* TASK OBJECTIVE:
Convert the part of the items below that opens with the line containing "For every instance of the shrub, the" and runs through the end of the items into a Markdown table with the columns Row and Line. Number each line and leave out blank lines.

****

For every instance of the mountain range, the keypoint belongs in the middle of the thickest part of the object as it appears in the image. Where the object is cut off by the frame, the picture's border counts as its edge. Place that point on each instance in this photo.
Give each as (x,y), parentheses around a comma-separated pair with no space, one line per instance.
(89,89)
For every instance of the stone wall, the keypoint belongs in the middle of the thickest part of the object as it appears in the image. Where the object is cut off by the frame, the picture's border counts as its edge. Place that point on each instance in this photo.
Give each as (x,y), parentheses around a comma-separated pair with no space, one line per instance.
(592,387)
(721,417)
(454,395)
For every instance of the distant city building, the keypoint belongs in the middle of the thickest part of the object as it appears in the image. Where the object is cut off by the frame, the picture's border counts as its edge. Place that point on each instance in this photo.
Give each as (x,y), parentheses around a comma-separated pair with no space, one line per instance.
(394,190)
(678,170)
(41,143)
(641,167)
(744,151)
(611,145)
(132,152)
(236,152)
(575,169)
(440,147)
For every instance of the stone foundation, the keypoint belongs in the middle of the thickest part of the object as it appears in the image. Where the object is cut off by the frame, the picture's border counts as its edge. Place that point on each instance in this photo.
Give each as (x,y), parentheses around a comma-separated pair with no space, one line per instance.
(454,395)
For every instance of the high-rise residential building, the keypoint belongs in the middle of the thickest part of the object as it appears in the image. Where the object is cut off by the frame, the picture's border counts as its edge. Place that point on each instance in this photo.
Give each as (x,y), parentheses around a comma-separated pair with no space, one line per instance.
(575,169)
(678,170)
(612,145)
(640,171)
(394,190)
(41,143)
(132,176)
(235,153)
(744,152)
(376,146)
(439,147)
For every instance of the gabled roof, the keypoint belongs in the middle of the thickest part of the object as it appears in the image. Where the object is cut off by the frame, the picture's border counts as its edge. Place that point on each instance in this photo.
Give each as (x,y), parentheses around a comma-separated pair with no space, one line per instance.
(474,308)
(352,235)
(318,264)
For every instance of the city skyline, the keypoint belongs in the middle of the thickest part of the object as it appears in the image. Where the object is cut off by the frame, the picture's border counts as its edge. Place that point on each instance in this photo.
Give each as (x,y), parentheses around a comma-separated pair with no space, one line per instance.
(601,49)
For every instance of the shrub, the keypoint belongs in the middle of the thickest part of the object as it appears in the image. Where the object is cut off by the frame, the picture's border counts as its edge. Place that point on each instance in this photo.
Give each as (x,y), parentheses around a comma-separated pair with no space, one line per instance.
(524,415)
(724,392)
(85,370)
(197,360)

****

* ANSWER TO THIS TASK:
| Row | Line |
|---|---|
| 1 | For every instance of the shrub, the keypoint belongs in the middle of the thickest part of the object as it appears in the image. Where the object is cut off by the frame, the picture's border counts as its edge. Place that point on each instance in this photo. |
| 2 | Give each as (x,y), parentheses around a comma-separated pair with no space, one line per instance. |
| 3 | (524,415) |
| 4 | (724,392) |
| 5 | (85,370) |
| 6 | (197,360) |